▸ **EXERCISE INPUTS**:
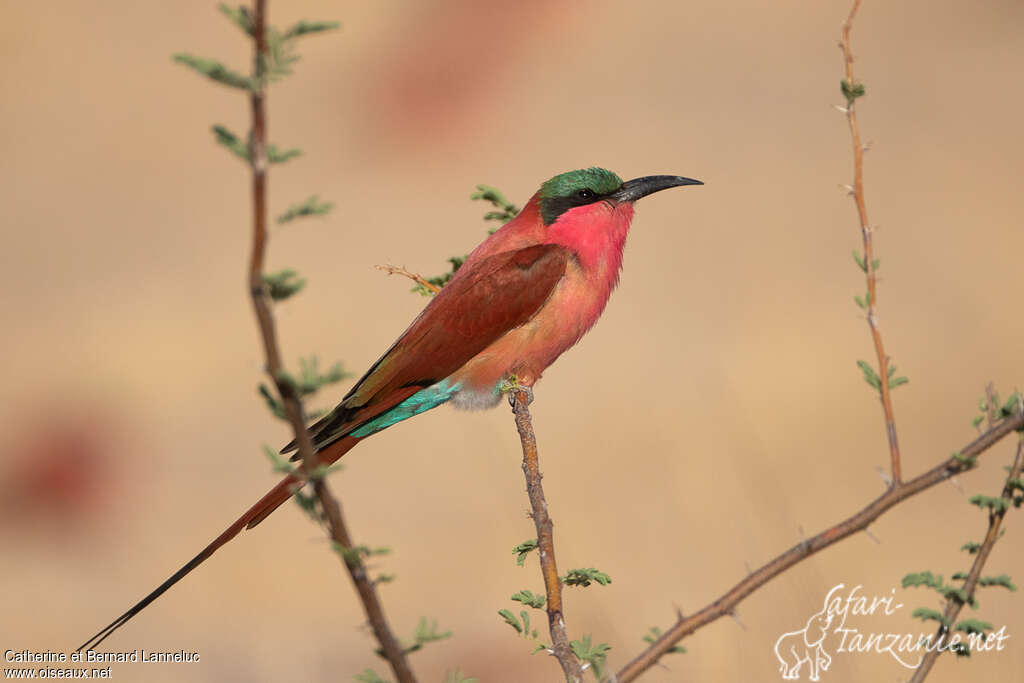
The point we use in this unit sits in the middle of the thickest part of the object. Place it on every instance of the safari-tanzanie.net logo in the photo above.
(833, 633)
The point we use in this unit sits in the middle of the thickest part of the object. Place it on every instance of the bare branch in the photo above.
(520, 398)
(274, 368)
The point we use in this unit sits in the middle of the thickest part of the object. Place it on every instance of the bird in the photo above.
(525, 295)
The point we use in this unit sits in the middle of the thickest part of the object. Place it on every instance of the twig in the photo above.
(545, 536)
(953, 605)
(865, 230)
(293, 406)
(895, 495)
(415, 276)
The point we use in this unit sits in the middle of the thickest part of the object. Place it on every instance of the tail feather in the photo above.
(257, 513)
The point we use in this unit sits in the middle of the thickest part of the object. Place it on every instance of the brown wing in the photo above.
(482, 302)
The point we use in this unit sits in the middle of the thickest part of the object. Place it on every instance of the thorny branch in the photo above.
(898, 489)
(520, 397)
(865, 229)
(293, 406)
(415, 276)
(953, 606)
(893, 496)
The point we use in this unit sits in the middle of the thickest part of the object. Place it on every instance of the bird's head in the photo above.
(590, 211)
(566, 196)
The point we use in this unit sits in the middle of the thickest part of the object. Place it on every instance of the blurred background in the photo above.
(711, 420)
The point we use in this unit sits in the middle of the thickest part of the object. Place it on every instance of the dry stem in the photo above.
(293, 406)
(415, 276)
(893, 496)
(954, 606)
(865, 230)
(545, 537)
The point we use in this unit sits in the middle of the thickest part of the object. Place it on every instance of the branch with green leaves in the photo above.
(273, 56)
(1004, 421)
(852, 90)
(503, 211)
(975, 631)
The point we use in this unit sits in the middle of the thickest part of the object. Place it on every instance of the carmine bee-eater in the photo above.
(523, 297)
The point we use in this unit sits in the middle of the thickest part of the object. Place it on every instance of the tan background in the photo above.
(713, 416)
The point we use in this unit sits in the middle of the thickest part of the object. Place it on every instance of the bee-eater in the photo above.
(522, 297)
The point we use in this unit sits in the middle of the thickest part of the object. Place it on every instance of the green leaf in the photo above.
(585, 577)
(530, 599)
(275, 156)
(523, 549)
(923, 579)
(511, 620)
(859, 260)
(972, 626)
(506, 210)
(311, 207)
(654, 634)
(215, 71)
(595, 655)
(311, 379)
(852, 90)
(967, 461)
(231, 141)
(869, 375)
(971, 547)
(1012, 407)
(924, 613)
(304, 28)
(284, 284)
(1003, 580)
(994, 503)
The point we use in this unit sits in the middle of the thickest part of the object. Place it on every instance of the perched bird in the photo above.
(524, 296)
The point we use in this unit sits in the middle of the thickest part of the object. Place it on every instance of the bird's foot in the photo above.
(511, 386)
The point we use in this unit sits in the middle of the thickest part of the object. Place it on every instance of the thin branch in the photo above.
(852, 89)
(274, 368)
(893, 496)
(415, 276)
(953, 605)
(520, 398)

▸ **DO THIS**: Update every item above by replacing "thickest part" with "widest part" and keeping everything else the same. Leave the pictures out of your answer.

▸ **WRITTEN ANSWER**:
The point we use in this unit sits in the middle of the widest part of the object. Place it on every instance of the safari-tanzanie.net logo in the photo above.
(833, 633)
The point we use in this unit sits in the middle of the widest part of the object. Place it on every instance of the bare branch in the photo above.
(520, 398)
(274, 368)
The point we use in this unit sits in the middle of the widest part of the object. Place it on every instance of the bird in the photo above.
(525, 295)
The point we use in this unit sits in the middle of the widest part of the object. Place it on every instance of the twig in the photo above.
(545, 536)
(953, 605)
(865, 230)
(293, 406)
(895, 495)
(415, 276)
The point we use in this unit sits in the middle of the widest part of the object. Place it on every instance of the tail feather in the photo above.
(257, 513)
The point we use in this unit sits in the middle of the widest part of the object. Place it on every instance of the brown wing in the photo above.
(482, 302)
The point we use in this unit sits in the middle of the widest part of the object. Place it on every instance of the thorny branch in the photo above.
(898, 489)
(520, 397)
(865, 229)
(293, 406)
(415, 276)
(953, 606)
(893, 496)
The point we use in this unit sits in the middle of the widest part of the object. Place it on every instance of the bird's head in the photo above.
(590, 211)
(566, 196)
The point we use in this unit sits in the middle of the widest part of the object. Place it on every instance of the blurred background in the photo above.
(711, 420)
The point we use in this unit sits in the middle of the widest part of the object. Place it on every instance of the dry stem in the photo above.
(293, 406)
(415, 276)
(893, 496)
(954, 606)
(865, 230)
(545, 537)
The point we use in this unit sits in the middle of the widest part of the object. Place it on every instance of the branch with green leaves in the photo above.
(273, 56)
(1004, 421)
(852, 90)
(503, 211)
(975, 631)
The point we use in this unit sits in the middle of the widest part of the object. Place it on every instance of the carmine bee-eater in the photo above.
(523, 297)
The point we use in this unit sits in the middle of the widest part of the object. Place it on every instance of the tan background in the photo above.
(713, 416)
The point we use in this unit sits in the middle of the widest part of the object. Place it on every instance of the bee-eater in the photo above.
(522, 297)
The point we use in this unit sits in the middle of the widest part of the object. Place it on every instance of the green leaf in the photo above.
(585, 577)
(530, 599)
(275, 156)
(523, 549)
(923, 579)
(511, 620)
(859, 260)
(972, 626)
(506, 210)
(311, 207)
(654, 634)
(215, 71)
(595, 655)
(311, 379)
(852, 90)
(967, 461)
(231, 141)
(869, 375)
(971, 547)
(1012, 407)
(924, 613)
(304, 28)
(284, 284)
(1003, 580)
(994, 503)
The point we use in this unit sits in the middle of the widest part of the object. Place it on every instance of the perched bird in the photo above.
(524, 296)
The point we use in this unit sits in the middle of the widest part of the object. Place it on every instance of the bird's foot in the photo above.
(511, 386)
The point we use in this unit sits in the middle of the widest part of the object. Place it on every instance of the thin branch in the photo above.
(852, 89)
(274, 368)
(893, 496)
(415, 276)
(953, 605)
(520, 398)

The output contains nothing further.